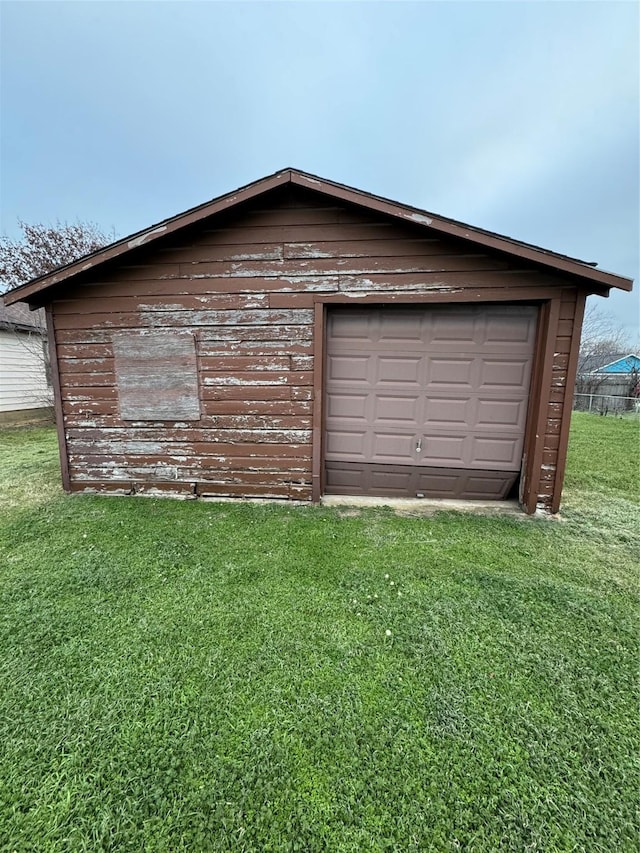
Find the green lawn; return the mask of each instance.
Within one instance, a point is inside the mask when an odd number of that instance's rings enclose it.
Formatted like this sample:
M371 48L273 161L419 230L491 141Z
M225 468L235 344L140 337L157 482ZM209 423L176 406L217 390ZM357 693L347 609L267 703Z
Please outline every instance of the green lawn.
M638 439L576 415L546 521L65 497L0 432L0 850L637 851Z

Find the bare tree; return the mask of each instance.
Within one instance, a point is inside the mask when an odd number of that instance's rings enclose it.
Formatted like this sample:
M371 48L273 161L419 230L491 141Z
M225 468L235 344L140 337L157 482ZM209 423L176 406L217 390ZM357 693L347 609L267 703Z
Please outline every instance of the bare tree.
M93 222L28 223L19 219L22 235L0 237L0 292L17 287L56 267L102 249L114 239Z
M0 237L0 294L95 252L114 239L113 233L105 234L92 222L43 225L18 220L18 224L22 232L20 237ZM34 311L29 317L20 316L15 311L4 311L0 319L2 328L12 332L14 341L27 350L25 362L32 365L32 373L26 377L27 384L42 389L39 392L42 394L41 405L48 406L51 399L46 389L51 386L51 366L45 345L44 312ZM25 323L33 326L32 332L25 333Z
M607 396L603 395L605 386L610 377L606 373L594 373L605 364L615 361L621 356L628 355L633 350L633 344L629 336L616 323L615 319L602 311L597 305L588 305L582 325L582 337L580 339L580 352L578 355L578 370L576 377L576 405L593 404L595 397L598 410L601 406L608 406ZM635 388L637 378L629 378L628 396L631 396L631 388ZM619 391L616 393L620 393Z

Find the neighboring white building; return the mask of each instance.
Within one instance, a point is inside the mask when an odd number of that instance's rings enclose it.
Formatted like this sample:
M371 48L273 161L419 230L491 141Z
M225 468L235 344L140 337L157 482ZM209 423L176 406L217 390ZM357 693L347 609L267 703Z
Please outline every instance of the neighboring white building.
M0 299L0 425L51 417L53 386L43 311Z

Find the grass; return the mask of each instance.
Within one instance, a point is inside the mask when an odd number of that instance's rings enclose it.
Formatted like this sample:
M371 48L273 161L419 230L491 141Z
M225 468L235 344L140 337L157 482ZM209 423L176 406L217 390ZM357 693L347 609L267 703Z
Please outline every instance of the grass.
M562 522L0 454L0 850L637 850L637 424L575 417Z

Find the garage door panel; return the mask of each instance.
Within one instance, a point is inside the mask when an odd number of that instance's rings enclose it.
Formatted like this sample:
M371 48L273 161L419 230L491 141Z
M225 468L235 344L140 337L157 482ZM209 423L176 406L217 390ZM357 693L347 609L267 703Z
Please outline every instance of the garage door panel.
M465 347L482 340L484 317L474 310L443 309L432 315L427 344Z
M407 462L415 460L416 438L413 432L400 435L394 432L373 433L371 460L373 462Z
M393 313L381 313L378 342L381 348L398 344L423 344L424 314L416 311L396 310Z
M413 428L418 421L418 397L377 394L373 405L374 426L384 421L393 421L404 428Z
M531 360L526 358L482 359L478 390L516 388L523 397L528 391ZM526 390L525 390L526 387Z
M533 347L536 334L535 319L529 309L525 309L521 315L515 311L511 311L509 314L489 315L486 320L484 343L486 345L495 344L499 347L512 346L513 344L525 344Z
M349 418L367 423L368 394L335 392L327 399L327 418Z
M473 388L473 358L446 358L436 356L429 359L427 372L427 388L437 386L451 388L452 386L463 386L471 390Z
M488 397L480 397L477 401L473 427L475 429L511 427L524 434L526 417L526 400L492 400Z
M391 384L393 387L420 384L420 368L424 362L422 356L411 358L399 355L381 355L377 358L376 378L378 385Z
M519 436L492 438L475 435L472 437L471 458L474 467L517 470L520 467L520 455Z
M375 315L370 311L335 312L331 317L330 335L336 341L360 341L370 344Z
M521 466L536 322L533 306L334 309L327 465L369 466L358 493L387 493L400 468L390 489L415 493L429 469L441 493L506 494Z
M365 461L370 454L370 435L366 430L339 430L327 431L326 456L327 459L349 459Z
M468 437L461 435L425 435L422 439L421 465L469 466Z
M475 400L471 397L432 397L426 402L423 424L426 427L465 428L475 420Z
M374 357L369 355L333 355L328 361L327 378L330 382L361 382L369 384Z

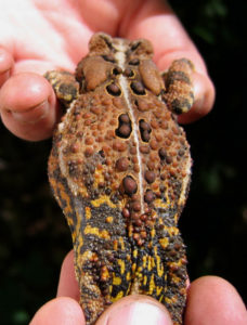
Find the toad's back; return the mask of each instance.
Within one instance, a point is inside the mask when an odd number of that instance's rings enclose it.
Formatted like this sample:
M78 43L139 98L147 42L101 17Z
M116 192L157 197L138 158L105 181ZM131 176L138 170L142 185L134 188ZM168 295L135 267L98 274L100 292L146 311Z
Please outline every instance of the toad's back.
M77 82L48 74L68 106L49 178L72 230L87 324L131 294L156 298L182 322L186 258L177 224L191 157L173 113L192 105L191 63L176 61L161 77L152 54L146 40L98 34Z

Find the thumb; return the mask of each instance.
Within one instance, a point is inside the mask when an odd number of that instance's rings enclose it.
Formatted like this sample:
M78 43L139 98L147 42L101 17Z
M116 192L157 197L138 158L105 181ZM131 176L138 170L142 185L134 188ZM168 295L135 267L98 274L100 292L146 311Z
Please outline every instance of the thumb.
M172 325L167 309L146 296L127 296L112 304L96 325Z

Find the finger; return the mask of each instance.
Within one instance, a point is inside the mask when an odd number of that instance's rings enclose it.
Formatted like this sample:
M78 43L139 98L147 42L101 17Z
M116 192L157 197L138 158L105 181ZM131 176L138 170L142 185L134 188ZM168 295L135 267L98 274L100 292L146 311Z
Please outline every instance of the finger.
M51 136L60 118L51 84L32 73L14 75L0 91L0 113L15 135L38 141Z
M69 251L62 264L56 297L67 296L79 301L79 286L74 268L74 251Z
M0 87L11 75L14 60L9 51L0 47Z
M180 21L166 1L143 1L138 14L134 8L130 6L128 17L122 20L120 35L131 39L150 39L154 46L154 61L161 70L166 70L176 58L190 58L195 66L195 103L190 113L180 116L179 120L188 122L206 115L214 102L214 88L203 57Z
M190 286L185 324L245 325L247 311L230 283L217 276L204 276Z
M131 295L112 304L96 325L172 325L167 309L157 300Z
M72 298L53 299L41 307L29 325L84 325L84 316L78 302Z

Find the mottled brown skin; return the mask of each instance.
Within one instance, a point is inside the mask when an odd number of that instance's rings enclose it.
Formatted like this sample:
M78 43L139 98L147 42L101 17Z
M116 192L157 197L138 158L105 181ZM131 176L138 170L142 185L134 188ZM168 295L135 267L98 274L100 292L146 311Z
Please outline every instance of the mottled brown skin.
= = = =
* **WRITTEN REQUEST**: Copy out all the rows above, swapping every "sample" for "example" and keeping everything else as it is. Leave the pictures out.

* **PROBLEM SOLUTION**:
Find the green lawn; return the mask of each instance.
Within one instance, a point is inside the mask when an odd number of that instance's rings enclose it.
Formatted like this example:
M371 48L273 161L419 230L491 141Z
M225 468L235 344L140 337L157 482ZM209 423L176 406L217 390ZM357 693L347 609L267 703Z
Please outline every instance of the green lawn.
M638 439L576 415L546 521L65 497L0 432L0 850L637 851Z

Find the bare tree; return the mask of each instance.
Within one instance, a point is inside the mask when an odd number of that instance's rings enclose it.
Formatted like this example:
M371 48L273 161L419 230L491 141Z
M225 468L235 344L140 337L157 482ZM209 423L176 406L217 390ZM357 693L347 609L267 703Z
Please outline every instance of the bare tree.
M93 222L28 223L19 219L22 235L0 237L0 292L17 287L56 267L102 249L114 239Z
M0 237L0 294L95 252L114 239L113 233L105 234L92 222L43 225L18 220L18 224L22 232L20 237ZM34 311L29 317L20 316L15 311L4 311L0 319L2 328L12 332L14 341L27 350L25 362L32 365L32 373L26 377L27 384L42 389L39 392L42 394L41 405L48 406L51 399L46 389L51 386L51 366L45 345L44 312ZM25 323L33 326L32 332L25 333Z
M607 396L603 395L605 386L610 377L606 373L594 373L605 364L615 361L621 356L628 355L633 350L633 344L629 336L616 323L615 319L602 311L597 305L588 305L582 325L582 337L580 339L580 352L578 355L578 370L576 377L576 405L593 404L595 397L598 410L601 406L608 406ZM635 388L637 378L629 378L628 396L631 396L631 388ZM619 391L616 393L620 393Z

Find the neighboring white building; return the mask of each instance.
Within one instance, a point is inside the mask when an odd number of that instance's rings enclose it.
Formatted like this example:
M371 48L273 161L419 230L491 141Z
M225 468L235 344L140 337L157 482ZM209 423L176 406L217 390ZM357 693L347 609L267 703Z
Please outline every instance of the neighboring white building.
M0 299L0 425L51 417L53 386L43 311Z

Find the grass; return the mask of each instance.
Within one instance, a point is inside the mask when an odd number of that instance's rings enclose it.
Formatted like this example:
M371 48L273 161L419 230L491 141Z
M225 468L235 344L140 337L157 482ZM209 423L176 406L217 390ZM357 693L347 609L267 703Z
Please outline every instance of the grass.
M562 522L0 454L0 850L637 850L637 424L575 417Z

Find the garage door panel; return the mask of each instance.
Within one instance, a point is inside the mask when an odd number of that instance's rings enclose it.
Formatted like this example:
M371 48L273 161L419 230L491 141Z
M225 468L235 344L140 337L157 482ZM209 423L176 406L217 390ZM357 693L347 609L267 703Z
Please outline every instance of the garage door panel.
M465 347L482 340L484 317L474 310L443 309L432 315L427 344Z
M407 462L415 460L416 438L413 432L400 435L394 432L373 433L371 460L373 462Z
M393 313L381 313L378 342L381 348L398 344L423 344L424 314L416 311L396 310Z
M413 428L418 421L418 397L377 394L373 405L374 426L384 421L393 421L404 428Z
M531 360L526 358L482 359L478 390L516 388L523 397L528 391ZM526 390L525 390L526 387Z
M533 347L536 334L535 319L529 309L525 309L521 315L515 311L511 311L509 314L489 315L486 320L484 343L486 345L495 344L499 347L512 346L513 344L525 344Z
M349 418L367 423L368 394L335 392L327 399L327 418Z
M473 388L473 358L446 358L436 356L429 359L427 372L427 388L437 386L451 388L452 386L463 386L471 390Z
M488 397L480 397L477 401L473 427L475 429L511 427L524 434L526 417L526 400L492 400Z
M391 384L393 387L420 384L420 368L424 362L422 356L411 358L399 355L381 355L377 358L376 378L378 385Z
M519 436L492 438L475 435L472 437L471 458L474 467L517 470L520 467L520 455Z
M375 315L370 311L335 312L331 317L330 335L336 341L360 341L370 344Z
M521 466L536 322L533 306L334 309L327 465L369 466L358 493L387 493L400 468L390 489L415 493L429 469L441 493L506 494Z
M365 461L370 454L370 435L366 430L339 430L327 431L326 456L327 459L349 459Z
M468 437L461 435L425 435L422 439L421 465L469 466Z
M475 400L471 397L432 397L426 402L423 424L426 427L465 428L475 420Z
M374 357L369 355L333 355L328 361L327 378L330 382L361 382L369 384Z

Find the toad's back; return the mask of each instance.
Within one instance, a point is inside the mask when an odd number of that instance's rings enclose it.
Formatted like this example:
M78 43L139 98L147 42L101 17Z
M116 192L157 197L138 158L105 181ZM131 176L138 170L142 185L134 188ZM168 295L135 267L98 274L100 292L146 311Z
Please outline every instance of the toad's back.
M77 82L48 74L68 106L49 178L72 230L87 324L131 294L156 298L182 322L186 258L177 224L191 157L173 113L192 105L191 63L176 61L161 77L152 54L146 40L98 34Z

Find the thumb; return the mask of each instance.
Within one instance, a point is inside the mask when an odd number of that instance's rings enclose it.
Formatted like this example:
M78 43L139 98L147 42L101 17Z
M116 192L157 197L138 158L105 181ZM131 176L138 170L142 185L134 188ZM168 295L135 267L98 274L100 292L146 311Z
Please outline every instance of the thumb.
M172 325L167 309L146 296L127 296L112 304L96 325Z

Find the finger; return the mask of each instance.
Within one instance, a point is inside the mask when an odd number of that instance's rings enclose it.
Formatted like this example:
M78 43L139 98L147 42L101 17Z
M116 192L157 197L138 158L105 181ZM131 176L138 170L142 185L134 188ZM168 295L135 267L98 274L100 292L146 311Z
Please outline every instance of the finger.
M51 136L60 118L51 84L32 73L14 75L0 91L0 113L15 135L38 141Z
M69 251L62 264L56 297L67 296L79 301L79 286L74 268L74 251Z
M0 87L11 75L14 60L9 51L0 47Z
M180 21L166 1L143 1L138 14L134 8L130 6L128 17L122 20L120 35L131 39L150 39L154 46L154 61L161 70L166 70L176 58L190 58L195 66L195 103L190 113L180 116L179 120L188 122L206 115L214 102L214 88L203 57Z
M190 286L185 324L245 325L247 311L230 283L217 276L204 276Z
M131 295L112 304L96 325L172 325L167 309L157 300Z
M72 298L53 299L41 307L29 325L84 325L84 316L78 302Z

Find the mottled brown skin; return the mask of each instance.
Within one instance, a point is inside the mask when an odd number of that instance's rings enclose it.
Formatted like this example:
M78 43L139 98L147 42L101 17Z
M116 192L157 197L138 158L105 181ZM131 176L138 170L142 185L134 188ZM168 295L135 267L98 274L100 292L146 311Z
Please outline every instance of the mottled brown skin.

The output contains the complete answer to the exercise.